Work to be completed:
Exactly as they stand, write out all of the entries again.

[Material for this exercise — start]

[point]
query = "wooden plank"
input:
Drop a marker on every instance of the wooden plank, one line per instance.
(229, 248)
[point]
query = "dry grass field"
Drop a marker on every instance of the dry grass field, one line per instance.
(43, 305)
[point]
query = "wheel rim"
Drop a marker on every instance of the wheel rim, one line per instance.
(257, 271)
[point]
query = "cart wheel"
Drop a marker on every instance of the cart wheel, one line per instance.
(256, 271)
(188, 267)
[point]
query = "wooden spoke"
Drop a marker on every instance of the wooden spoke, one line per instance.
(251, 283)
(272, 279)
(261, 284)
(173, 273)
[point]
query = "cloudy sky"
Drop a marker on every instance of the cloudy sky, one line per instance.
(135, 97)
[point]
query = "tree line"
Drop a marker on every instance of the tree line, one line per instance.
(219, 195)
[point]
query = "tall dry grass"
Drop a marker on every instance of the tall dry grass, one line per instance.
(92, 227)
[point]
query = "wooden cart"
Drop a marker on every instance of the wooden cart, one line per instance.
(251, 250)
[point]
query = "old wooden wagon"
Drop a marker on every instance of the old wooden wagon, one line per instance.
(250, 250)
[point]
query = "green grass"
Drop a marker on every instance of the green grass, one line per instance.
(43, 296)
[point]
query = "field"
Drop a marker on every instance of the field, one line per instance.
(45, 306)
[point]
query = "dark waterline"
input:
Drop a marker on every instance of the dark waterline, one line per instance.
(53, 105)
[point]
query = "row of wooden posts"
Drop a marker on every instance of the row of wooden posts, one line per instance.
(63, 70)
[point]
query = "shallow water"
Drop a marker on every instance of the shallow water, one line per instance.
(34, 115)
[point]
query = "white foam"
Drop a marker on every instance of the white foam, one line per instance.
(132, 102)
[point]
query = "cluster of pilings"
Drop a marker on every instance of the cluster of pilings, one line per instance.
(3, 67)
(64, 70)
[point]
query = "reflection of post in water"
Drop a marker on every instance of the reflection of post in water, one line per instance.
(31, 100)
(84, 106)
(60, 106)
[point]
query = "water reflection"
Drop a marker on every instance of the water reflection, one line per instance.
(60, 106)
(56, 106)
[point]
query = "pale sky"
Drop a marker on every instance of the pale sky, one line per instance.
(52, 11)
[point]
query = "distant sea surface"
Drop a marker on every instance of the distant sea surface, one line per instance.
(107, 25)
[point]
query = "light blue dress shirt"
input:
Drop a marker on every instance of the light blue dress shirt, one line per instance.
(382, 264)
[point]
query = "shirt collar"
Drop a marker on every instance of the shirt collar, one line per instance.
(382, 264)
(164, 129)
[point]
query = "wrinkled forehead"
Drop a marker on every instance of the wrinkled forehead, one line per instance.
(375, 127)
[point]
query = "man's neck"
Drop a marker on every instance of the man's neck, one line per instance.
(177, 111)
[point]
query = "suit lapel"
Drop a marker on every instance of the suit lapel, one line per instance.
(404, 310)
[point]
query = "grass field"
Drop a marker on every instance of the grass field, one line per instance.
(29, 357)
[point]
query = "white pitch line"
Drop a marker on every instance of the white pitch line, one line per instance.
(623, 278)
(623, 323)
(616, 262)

[Material for this exercise — finish]

Solution below:
[point]
query = "wooden plank"
input:
Drop a marker on every instance of the wooden plank, one line per instance.
(229, 248)
[point]
query = "dry grass field"
Drop a marker on every instance of the dry grass field, one line per instance.
(43, 305)
[point]
query = "wheel rim"
Drop a marker on every instance of the wheel rim, one line per instance.
(257, 271)
[point]
query = "cart wheel"
Drop a marker on every instance of the cart wheel, one line per instance.
(256, 271)
(188, 267)
[point]
query = "wooden spoke"
Drop a marker on every instance of the wooden spoke, one line per instance.
(251, 283)
(272, 279)
(261, 284)
(173, 273)
[point]
query = "cloudy sky"
Drop a marker on every instance of the cloudy sky, one line per instance.
(135, 97)
[point]
query = "tree line"
Drop a marker on every instance of the tree line, one line per instance.
(219, 195)
[point]
query = "tall dry grass"
Drop a marker on every instance of the tall dry grass, one line per instance.
(92, 227)
[point]
query = "wooden cart"
Drop a marker on every instance of the wooden cart, one line per instance.
(251, 250)
[point]
query = "old wooden wagon"
Drop a marker on every instance of the old wooden wagon, one line per instance.
(250, 250)
[point]
query = "green grass"
Drop a marker on every instance of the green grass, one line per instance.
(43, 296)
[point]
query = "field"
Drop a marker on every instance of the field, one line per instance.
(45, 306)
[point]
query = "dark waterline"
input:
Drop a marker on every instance of the dark waterline, one line per instance.
(53, 105)
[point]
query = "row of wooden posts"
Drop a marker on every instance of the row of wooden posts, one line per instance.
(63, 70)
[point]
query = "shallow water"
Drop a marker on every instance of the shallow water, one line per instance.
(34, 115)
[point]
query = "white foam"
Drop a marker on every instance of the white foam, one line per instance.
(132, 102)
[point]
query = "cluster of pilings"
Drop a marker on every instance of the cluster of pilings, one line per instance.
(3, 67)
(64, 70)
[point]
query = "reflection of post in water"
Drop a marker on every instance of the reflection of post in water, one line per instance.
(31, 100)
(84, 106)
(60, 106)
[point]
query = "water reflection"
Drop a marker on every instance of the water reflection, one line per instance.
(60, 106)
(56, 106)
[point]
query = "pale sky"
Drop a marker on every instance of the pale sky, one line per instance.
(52, 11)
[point]
query = "distant sea surface"
Drop a marker on every instance of the distant sea surface, one line per instance.
(107, 25)
[point]
query = "light blue dress shirt"
input:
Drop a marker on every instance of the light blue dress shirt, one line per instance.
(382, 264)
[point]
query = "shirt collar"
Drop a marker on every instance of the shirt collar, one line per instance.
(382, 264)
(164, 129)
[point]
query = "wrinkled forehead"
Drop a marker on every instance of the wrinkled forehead, one line per instance.
(375, 127)
[point]
query = "man's neck"
Drop a marker on every instance of the man's neck, one line per instance.
(177, 111)
[point]
query = "suit lapel"
Drop a marker on every instance of the suit lapel, one line per instance.
(404, 310)
[point]
query = "grass field"
Drop a marker on every instance of the grass field, one line per instance.
(29, 357)
[point]
query = "white pitch line"
Drop a marker on every instance of the white pitch line, one line per instance.
(623, 278)
(623, 323)
(616, 262)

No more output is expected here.